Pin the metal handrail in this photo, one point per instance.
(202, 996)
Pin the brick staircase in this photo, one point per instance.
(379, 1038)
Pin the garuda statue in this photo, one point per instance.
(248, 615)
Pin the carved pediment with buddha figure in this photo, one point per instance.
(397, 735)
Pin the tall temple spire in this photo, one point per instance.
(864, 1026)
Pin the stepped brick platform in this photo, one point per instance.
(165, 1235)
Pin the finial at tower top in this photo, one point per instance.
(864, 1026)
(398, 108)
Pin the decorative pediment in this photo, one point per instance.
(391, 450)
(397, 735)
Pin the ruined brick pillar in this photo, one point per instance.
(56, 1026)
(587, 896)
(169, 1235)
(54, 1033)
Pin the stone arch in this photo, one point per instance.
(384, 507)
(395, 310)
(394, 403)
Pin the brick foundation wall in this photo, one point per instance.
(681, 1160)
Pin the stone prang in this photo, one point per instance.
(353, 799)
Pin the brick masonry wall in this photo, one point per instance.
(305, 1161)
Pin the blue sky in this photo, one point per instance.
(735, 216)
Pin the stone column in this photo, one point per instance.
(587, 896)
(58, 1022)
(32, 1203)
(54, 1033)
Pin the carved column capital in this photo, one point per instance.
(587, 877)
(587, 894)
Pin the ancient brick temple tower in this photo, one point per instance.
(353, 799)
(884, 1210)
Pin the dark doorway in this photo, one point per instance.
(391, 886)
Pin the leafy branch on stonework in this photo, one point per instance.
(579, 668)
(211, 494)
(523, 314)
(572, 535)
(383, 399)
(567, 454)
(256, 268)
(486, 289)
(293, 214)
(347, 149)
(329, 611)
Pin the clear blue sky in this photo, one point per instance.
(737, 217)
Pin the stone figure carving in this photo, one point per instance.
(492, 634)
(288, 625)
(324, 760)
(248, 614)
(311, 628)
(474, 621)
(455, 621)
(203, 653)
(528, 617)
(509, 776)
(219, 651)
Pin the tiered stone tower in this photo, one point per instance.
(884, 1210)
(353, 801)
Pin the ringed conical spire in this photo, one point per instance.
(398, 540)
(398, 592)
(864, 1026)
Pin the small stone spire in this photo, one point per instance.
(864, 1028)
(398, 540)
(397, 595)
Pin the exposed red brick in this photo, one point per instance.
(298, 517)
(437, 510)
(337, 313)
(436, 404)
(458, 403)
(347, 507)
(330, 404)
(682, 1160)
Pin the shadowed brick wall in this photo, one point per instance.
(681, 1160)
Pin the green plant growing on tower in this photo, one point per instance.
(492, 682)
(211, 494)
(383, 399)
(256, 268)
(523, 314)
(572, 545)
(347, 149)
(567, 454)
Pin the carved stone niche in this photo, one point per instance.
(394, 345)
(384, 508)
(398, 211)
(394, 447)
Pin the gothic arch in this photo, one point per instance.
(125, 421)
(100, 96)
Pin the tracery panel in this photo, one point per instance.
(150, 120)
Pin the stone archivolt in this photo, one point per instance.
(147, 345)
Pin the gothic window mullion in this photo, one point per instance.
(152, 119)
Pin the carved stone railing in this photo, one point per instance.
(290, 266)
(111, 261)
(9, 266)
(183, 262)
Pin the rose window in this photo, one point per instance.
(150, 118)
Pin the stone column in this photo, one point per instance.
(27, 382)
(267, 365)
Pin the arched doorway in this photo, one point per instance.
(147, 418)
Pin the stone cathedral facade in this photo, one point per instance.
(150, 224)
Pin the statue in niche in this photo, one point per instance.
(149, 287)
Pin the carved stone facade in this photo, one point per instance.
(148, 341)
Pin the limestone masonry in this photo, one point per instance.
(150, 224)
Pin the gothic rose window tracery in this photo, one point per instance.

- - -

◆ **Given instruction**
Take the entries above and copy them out exactly.

◆ **Task result**
Pin the metal handrail in this photo, one point per instance.
(202, 996)
Pin the brick staircase in this photo, one point per instance.
(379, 1038)
Pin the garuda statue in this photo, one point per instance.
(248, 615)
Pin the carved pediment with buddha figure in this photo, one point per instance.
(397, 735)
Pin the tall temple spire in this photo, one point per instance.
(864, 1026)
Pin the stepped brick platform in this photo, one point per instance.
(165, 1235)
Pin the finial at tower top in this photo, one point per instance.
(864, 1026)
(398, 108)
Pin the decorative pediment in this photo, one point per instance.
(391, 450)
(397, 735)
Pin the ruined brick pillar in this photo, one point per instance.
(56, 1026)
(587, 896)
(169, 1235)
(54, 1033)
Pin the stone arch in this photo, one point per instance.
(384, 507)
(395, 310)
(394, 403)
Pin the brick foundation wall in this photo, one point per instance.
(681, 1160)
Pin the stone prang in this photo, one point per instance.
(353, 799)
Pin the brick masonry wall in this photo, one point per instance.
(305, 1161)
Pin the blue sky in this photo, one point per instance.
(735, 216)
Pin the stone column in this photo, one point per instance.
(587, 896)
(58, 1022)
(32, 1203)
(54, 1033)
Pin the carved column capital in this photo, one point per instance.
(587, 877)
(587, 894)
Pin the ancient brick temple tower in this photo, one point per instance.
(353, 799)
(884, 1210)
Pin the dark doorway in this photo, one point per instance.
(391, 886)
Pin the leafy branch on stonework in this photo, one point per instance.
(579, 668)
(211, 494)
(523, 314)
(572, 535)
(383, 399)
(567, 454)
(256, 268)
(486, 289)
(293, 214)
(347, 149)
(329, 611)
Pin the clear blue sky in this photo, one point per instance.
(737, 217)
Pin the stone figure carving in this photo, one point per instance.
(492, 634)
(288, 625)
(324, 760)
(248, 614)
(311, 628)
(474, 621)
(455, 621)
(203, 653)
(528, 617)
(509, 776)
(219, 651)
Pin the tiered stone tower in this photo, one point per instance.
(884, 1210)
(353, 801)
Pin the ringed conical spire in this photo, one point per instance.
(398, 540)
(398, 592)
(864, 1026)
Pin the small stone spire in this photo, one point per instance.
(864, 1028)
(398, 540)
(397, 595)
Pin the exposed red brick in this photo, one point per instance.
(298, 517)
(437, 510)
(337, 313)
(436, 404)
(458, 403)
(347, 507)
(330, 404)
(682, 1160)
Pin the shadowed brick wall in this photo, one point per instance.
(681, 1160)
Pin the green plant growing on tower in this photo, one point per instance.
(492, 682)
(211, 494)
(383, 399)
(256, 268)
(523, 314)
(572, 545)
(347, 149)
(567, 454)
Pin the carved stone niche in this photo, one point per instance.
(394, 345)
(384, 508)
(398, 211)
(394, 447)
Pin the gothic arch in this photo, one point per instance.
(125, 421)
(100, 96)
Pin the tracery panel in this photo, one point per instance.
(150, 120)
Pin the stone archivolt in this photo, one point per instance.
(147, 345)
Pin the gothic window mullion in this photo, one point per instance.
(152, 119)
Pin the carved stone railing in this photo, one point per instance.
(290, 266)
(111, 261)
(9, 266)
(183, 262)
Pin the rose window in this photo, one point per instance.
(150, 118)
Pin the stone column in this photo, one point per instance.
(27, 382)
(267, 365)
Pin the arched doorway in this photo, one point per instance.
(147, 418)
Pin the stone cathedral facade in this photo, one point per instance.
(150, 224)
Pin the statue in niche in this photo, one point per instance.
(149, 287)
Pin the carved stone facade in this photo, one point per instance.
(148, 341)
Pin the limestone masonry in this photo, one point per instance.
(150, 224)
Pin the gothic rose window tracery in this photo, one point per instance.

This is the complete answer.